Repeat exactly, and only, the lines from the one holding "For each instance of the fresh" through the last line of the records below.

Exercise data:
==============================

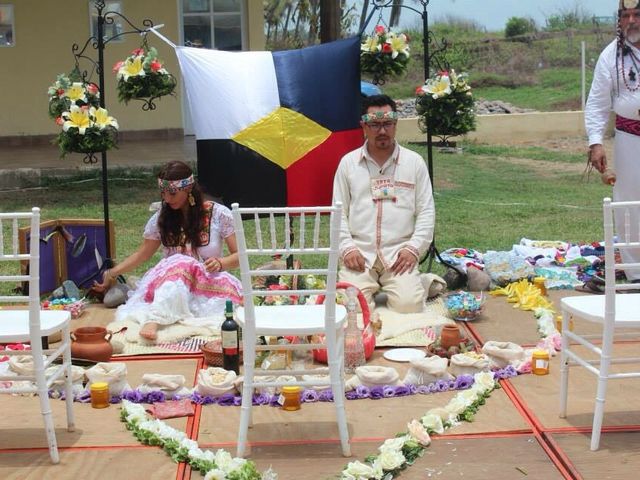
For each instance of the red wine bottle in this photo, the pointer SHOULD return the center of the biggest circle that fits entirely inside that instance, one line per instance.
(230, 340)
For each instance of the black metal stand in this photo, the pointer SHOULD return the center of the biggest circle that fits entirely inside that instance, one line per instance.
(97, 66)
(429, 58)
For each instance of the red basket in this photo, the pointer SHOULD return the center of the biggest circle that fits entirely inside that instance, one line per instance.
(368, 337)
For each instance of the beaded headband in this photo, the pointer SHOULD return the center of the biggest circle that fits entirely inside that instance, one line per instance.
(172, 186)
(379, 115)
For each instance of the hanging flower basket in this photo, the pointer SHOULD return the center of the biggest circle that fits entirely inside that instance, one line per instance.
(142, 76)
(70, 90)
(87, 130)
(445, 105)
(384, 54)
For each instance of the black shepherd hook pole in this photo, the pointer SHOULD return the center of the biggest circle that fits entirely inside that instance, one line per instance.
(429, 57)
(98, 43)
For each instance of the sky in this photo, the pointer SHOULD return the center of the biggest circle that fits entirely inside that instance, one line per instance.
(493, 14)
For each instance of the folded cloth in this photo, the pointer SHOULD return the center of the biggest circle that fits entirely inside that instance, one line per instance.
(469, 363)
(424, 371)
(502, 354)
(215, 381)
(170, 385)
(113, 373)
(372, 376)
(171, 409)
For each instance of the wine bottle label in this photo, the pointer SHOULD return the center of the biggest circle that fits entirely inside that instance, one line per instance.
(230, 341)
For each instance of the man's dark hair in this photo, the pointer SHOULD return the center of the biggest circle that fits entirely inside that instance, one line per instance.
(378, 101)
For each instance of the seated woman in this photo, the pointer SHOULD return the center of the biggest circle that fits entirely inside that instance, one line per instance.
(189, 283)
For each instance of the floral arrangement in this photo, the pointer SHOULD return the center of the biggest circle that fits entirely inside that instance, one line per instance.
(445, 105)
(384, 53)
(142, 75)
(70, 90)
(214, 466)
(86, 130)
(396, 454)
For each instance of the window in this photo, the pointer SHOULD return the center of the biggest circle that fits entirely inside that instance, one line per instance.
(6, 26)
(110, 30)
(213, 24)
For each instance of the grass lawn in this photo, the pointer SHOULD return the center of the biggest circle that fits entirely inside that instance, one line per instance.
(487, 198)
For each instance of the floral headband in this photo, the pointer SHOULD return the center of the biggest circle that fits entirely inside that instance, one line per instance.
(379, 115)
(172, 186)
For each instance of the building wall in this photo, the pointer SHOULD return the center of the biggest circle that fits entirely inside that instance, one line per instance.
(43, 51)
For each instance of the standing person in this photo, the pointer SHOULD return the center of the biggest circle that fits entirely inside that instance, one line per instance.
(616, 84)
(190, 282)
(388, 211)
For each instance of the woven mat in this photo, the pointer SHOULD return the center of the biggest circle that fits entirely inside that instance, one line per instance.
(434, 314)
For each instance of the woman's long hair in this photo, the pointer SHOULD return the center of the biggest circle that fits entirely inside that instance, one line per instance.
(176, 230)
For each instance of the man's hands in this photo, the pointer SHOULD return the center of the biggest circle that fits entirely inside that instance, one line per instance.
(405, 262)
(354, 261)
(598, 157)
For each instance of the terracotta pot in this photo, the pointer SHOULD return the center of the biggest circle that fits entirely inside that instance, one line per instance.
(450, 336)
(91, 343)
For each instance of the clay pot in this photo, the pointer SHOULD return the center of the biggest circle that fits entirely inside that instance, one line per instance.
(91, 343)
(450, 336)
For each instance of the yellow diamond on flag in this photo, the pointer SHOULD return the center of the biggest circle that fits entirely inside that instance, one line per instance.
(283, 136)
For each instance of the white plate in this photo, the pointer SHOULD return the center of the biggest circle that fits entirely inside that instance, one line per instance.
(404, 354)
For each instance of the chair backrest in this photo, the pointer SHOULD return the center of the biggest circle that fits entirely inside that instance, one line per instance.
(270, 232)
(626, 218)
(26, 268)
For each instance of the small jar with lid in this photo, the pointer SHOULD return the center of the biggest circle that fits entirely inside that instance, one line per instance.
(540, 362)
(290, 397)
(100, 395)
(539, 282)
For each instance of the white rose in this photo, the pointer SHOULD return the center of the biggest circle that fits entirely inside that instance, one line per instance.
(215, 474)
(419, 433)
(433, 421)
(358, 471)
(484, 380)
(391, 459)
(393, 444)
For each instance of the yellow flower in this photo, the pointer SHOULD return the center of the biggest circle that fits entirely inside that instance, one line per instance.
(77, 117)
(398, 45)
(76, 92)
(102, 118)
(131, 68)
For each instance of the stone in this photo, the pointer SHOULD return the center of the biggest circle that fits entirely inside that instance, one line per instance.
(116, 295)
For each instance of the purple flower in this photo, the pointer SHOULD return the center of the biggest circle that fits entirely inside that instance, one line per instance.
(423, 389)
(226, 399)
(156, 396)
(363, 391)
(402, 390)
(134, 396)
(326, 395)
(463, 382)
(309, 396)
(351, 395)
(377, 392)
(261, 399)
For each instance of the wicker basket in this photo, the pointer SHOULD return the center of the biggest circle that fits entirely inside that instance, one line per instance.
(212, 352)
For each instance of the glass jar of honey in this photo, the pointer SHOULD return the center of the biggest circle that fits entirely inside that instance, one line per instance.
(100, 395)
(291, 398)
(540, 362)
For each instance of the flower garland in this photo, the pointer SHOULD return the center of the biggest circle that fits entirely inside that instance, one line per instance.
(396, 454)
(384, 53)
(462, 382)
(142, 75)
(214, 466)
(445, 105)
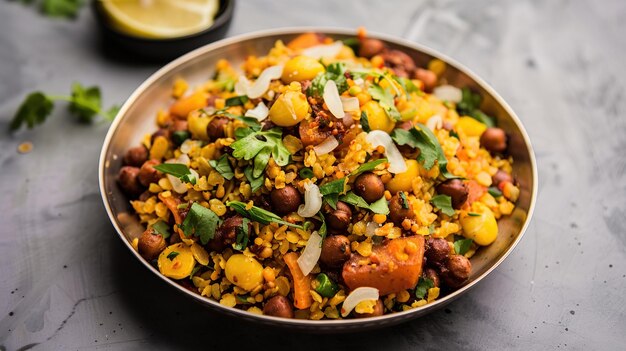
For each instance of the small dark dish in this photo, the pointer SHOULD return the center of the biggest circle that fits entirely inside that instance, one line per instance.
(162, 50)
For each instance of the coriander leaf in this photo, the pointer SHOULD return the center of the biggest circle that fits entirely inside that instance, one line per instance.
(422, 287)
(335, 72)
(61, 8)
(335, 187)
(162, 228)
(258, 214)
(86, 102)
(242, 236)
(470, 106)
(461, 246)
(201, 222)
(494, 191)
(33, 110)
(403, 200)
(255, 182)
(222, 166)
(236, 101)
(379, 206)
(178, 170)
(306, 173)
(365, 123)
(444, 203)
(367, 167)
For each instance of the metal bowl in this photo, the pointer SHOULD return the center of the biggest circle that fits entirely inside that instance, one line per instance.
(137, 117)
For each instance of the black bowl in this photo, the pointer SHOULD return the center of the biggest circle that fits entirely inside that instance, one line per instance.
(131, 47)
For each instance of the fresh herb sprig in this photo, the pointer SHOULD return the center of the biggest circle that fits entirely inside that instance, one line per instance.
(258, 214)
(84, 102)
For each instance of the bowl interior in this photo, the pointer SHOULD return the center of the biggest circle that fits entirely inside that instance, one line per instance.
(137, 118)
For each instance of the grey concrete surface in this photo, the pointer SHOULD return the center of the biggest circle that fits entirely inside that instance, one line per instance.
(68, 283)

==============================

Exercise result:
For each instance of the fresh herb sprig in this photo, the pointer SHOULD return the center of the biggest circle that fits entirely inside that instance, one line per instance.
(258, 214)
(84, 102)
For each instance of the bowl interior in this photo, the pointer SHOULD return the center of the biggest circle that fits entirely inside that instance, one line per instance.
(137, 118)
For each instance of the grey concrete surface in this photo, the pointer SHOULD return the center of the biggest circle that fits entirely inside that instance, one line per instance.
(68, 283)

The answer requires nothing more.